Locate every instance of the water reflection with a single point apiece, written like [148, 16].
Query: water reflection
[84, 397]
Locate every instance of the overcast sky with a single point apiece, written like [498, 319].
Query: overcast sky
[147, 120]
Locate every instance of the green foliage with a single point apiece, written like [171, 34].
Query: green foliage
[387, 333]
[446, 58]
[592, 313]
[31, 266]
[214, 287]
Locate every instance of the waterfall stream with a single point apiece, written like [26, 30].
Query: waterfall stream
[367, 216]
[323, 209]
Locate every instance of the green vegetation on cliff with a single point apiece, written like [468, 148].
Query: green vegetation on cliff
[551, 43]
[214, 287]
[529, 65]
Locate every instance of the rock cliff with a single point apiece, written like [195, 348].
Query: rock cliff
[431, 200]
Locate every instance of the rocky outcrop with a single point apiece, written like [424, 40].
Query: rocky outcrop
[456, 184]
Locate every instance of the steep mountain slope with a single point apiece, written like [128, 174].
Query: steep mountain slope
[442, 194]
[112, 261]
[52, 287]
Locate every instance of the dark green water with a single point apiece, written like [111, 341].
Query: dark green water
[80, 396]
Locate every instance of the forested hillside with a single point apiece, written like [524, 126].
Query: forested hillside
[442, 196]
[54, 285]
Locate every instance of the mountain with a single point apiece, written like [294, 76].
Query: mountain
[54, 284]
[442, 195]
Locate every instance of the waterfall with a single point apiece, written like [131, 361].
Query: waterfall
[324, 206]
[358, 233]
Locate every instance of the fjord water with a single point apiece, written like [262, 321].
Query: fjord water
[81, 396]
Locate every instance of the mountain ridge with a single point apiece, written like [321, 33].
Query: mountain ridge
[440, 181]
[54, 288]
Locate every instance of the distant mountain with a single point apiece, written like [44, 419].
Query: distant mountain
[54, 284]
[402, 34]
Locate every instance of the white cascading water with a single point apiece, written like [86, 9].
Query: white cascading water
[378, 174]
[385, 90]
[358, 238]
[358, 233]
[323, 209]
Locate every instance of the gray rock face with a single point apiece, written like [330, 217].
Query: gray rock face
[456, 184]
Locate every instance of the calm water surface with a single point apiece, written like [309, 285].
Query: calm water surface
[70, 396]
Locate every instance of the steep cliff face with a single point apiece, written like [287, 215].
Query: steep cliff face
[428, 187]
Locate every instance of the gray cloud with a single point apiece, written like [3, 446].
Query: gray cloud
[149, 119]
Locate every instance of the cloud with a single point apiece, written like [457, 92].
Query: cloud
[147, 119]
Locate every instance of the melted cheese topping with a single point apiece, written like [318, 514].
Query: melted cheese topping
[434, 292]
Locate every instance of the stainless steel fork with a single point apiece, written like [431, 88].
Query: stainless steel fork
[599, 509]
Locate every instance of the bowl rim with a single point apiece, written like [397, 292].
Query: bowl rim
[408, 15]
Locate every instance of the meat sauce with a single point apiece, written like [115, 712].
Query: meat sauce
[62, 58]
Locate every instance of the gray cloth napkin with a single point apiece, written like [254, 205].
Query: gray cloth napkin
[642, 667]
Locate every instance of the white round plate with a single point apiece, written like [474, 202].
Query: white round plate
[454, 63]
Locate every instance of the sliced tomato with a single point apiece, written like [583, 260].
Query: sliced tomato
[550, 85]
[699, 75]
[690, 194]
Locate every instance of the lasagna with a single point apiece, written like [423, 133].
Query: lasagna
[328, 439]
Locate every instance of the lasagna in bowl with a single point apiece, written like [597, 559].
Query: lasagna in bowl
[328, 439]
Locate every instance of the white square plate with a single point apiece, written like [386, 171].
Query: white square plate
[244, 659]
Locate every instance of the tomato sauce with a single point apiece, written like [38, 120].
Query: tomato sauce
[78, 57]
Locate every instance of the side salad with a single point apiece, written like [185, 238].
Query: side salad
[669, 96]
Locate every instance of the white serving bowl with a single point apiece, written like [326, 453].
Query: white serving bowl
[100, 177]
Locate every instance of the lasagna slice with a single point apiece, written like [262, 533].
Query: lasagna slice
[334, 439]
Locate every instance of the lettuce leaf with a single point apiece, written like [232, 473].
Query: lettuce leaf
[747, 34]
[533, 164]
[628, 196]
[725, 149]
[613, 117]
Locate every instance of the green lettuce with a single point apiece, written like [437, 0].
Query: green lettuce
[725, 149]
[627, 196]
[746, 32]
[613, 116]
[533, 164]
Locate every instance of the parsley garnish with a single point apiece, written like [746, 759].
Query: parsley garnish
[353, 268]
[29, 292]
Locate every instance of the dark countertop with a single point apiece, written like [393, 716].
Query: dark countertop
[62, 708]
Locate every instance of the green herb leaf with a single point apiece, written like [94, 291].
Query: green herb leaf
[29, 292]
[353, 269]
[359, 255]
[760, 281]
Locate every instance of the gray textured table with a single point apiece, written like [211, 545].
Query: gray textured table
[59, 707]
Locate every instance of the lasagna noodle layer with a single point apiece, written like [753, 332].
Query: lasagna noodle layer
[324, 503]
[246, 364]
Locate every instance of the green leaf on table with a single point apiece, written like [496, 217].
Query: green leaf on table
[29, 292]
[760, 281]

> _Aim of the task_
Nothing but an exact transcription of the records is expected.

> _Task solution_
Locate every instance of the water reflection with a single point apiece, written like [148, 16].
Query: water reflection
[84, 397]
Locate every instance of the overcast sky with a single point apiece, written like [498, 319].
Query: overcast sky
[147, 120]
Locate every instance of the green foliage with a single point apiece, written like [171, 34].
Query: green foliage
[387, 333]
[446, 58]
[592, 313]
[31, 266]
[214, 287]
Locate every instance of the waterfall stream with a single point apiece, written like [26, 30].
Query: waterfall stream
[367, 216]
[323, 209]
Locate every instance of the green vegetation on cliff with a single point apiece, written like [468, 148].
Query: green vegetation on cliff
[551, 43]
[214, 287]
[529, 65]
Locate every instance of the rock cliff with a single point apiece, written like [195, 348].
Query: rock cliff
[431, 200]
Locate every instance of the rocky outcrop with a single point apiece, written like [424, 40].
Query: rocky outcrop
[456, 184]
Locate every instance of the steep mountain slope with a single point apiece, written like [128, 174].
Query: steep mountain slope
[442, 194]
[112, 261]
[52, 287]
Locate every instance of the dark green water with a single point apiece, written like [111, 341].
Query: dark green water
[80, 396]
Locate every instance of the forested hillside with a single point apiece, written like [524, 126].
Query: forested hillside
[442, 196]
[54, 285]
Locate every instance of the mountain with a single point apiece, written like [294, 76].
Query: mountain
[54, 284]
[442, 195]
Locate every instance of the waterfall with a single point apiece, written like [131, 361].
Query: waterfall
[324, 206]
[358, 233]
Locate every instance of the fjord water with a single point apiece, written like [262, 321].
Query: fjord water
[81, 396]
Locate every instance of the mountain ridge with a single point apiece, written like [321, 33].
Query: mountain ridge
[440, 181]
[54, 288]
Locate every instance of the distant mountain with a single point apiece, written like [44, 419].
Query: distant mountain
[54, 284]
[402, 34]
Locate every instance of the white cascading water with a single point apiece, written like [86, 9].
Query: white cascading water
[378, 174]
[385, 90]
[358, 238]
[358, 233]
[323, 209]
Locate every instance of the gray rock face with a single point apiece, written like [330, 217].
Query: gray rock face
[456, 184]
Locate every instance of the calm water surface with a single point apiece, written like [309, 285].
Query: calm water surface
[70, 396]
Locate every instance of the steep cliff face with a single point apiece, written like [287, 215].
Query: steep cliff face
[428, 187]
Locate every instance of the gray cloud with a single point apiece, written like [3, 446].
Query: gray cloud
[149, 119]
Locate every instance of the cloud with a single point apiece, written like [457, 92].
Query: cloud
[147, 119]
Locate every instance of the melted cheese topping with a single point apiece, written like [318, 514].
Query: melted cheese topping
[434, 292]
Locate every instance of the stainless steel fork with a single point apiece, written like [431, 88].
Query: stainless steel fork
[599, 509]
Locate every instance of the bowl rim with a single point apiece, written like [397, 292].
Query: bowl rim
[408, 15]
Locate every instance of the meat sauce with a single point apiece, written like [115, 712].
Query: meat sauce
[62, 58]
Locate every instance of the gray cloth napkin with a single point apiece, written like [254, 205].
Query: gray cloth napkin
[642, 667]
Locate every instance of the white round plate with a single point apiece, written like [474, 202].
Query: white round plate
[454, 63]
Locate every instance of the sliced tomato with a single point apiece, written like [583, 260].
Query: sliced tomato
[550, 85]
[699, 75]
[690, 194]
Locate every instance of the lasagna with a single point apiece, written like [423, 133].
Query: lasagna
[328, 439]
Locate every instance of the lasagna in bowl with a single point apiece, written like [597, 559].
Query: lasagna in bowl
[328, 439]
Locate every instance of the white square plate with a single point apiece, written like [386, 171].
Query: white square plate
[244, 659]
Locate every instance of the tomato sauce with a single point apiece, written like [38, 120].
Query: tomato sauce
[78, 57]
Locate every instance of the side salad with a single point apiece, written like [185, 238].
Query: side salad
[669, 96]
Locate every instance of the white serving bowl with a single point apiece, written like [326, 453].
Query: white serving bowl
[100, 177]
Locate every instance of the lasagna slice with a single point apiece, written like [262, 533].
Query: lasagna slice
[334, 439]
Locate every instance of the lettuce leaf with a single point apiece, written like [232, 473].
Query: lettuce leaf
[747, 34]
[533, 164]
[628, 196]
[725, 149]
[613, 117]
Locate every instance of the green lettuce with a single point apiece, written like [437, 0].
Query: green lettuce
[725, 149]
[627, 196]
[746, 32]
[613, 116]
[533, 164]
Locate every instance of the parsley garnish with a single point apiece, written like [746, 759].
Query: parsley garnish
[353, 268]
[29, 292]
Locate every instance of the dark countertop with a single point apiece, written like [393, 716].
Query: dark countertop
[62, 708]
Locate every instance of the green herb leaf with a single point apiece, written like [94, 291].
Query: green herb leaf
[29, 292]
[353, 269]
[359, 255]
[760, 281]
Locate every instance of the gray textured table with a single point apiece, written like [211, 545].
Query: gray textured table
[59, 707]
Locate every instance of the lasagna noodle layer with a single point apiece, written like [753, 332].
Query: lasagna noodle layer
[324, 503]
[246, 364]
Locate every instance of the green leaf on table with a single point apiece, written like [496, 217].
Query: green leaf on table
[29, 292]
[760, 281]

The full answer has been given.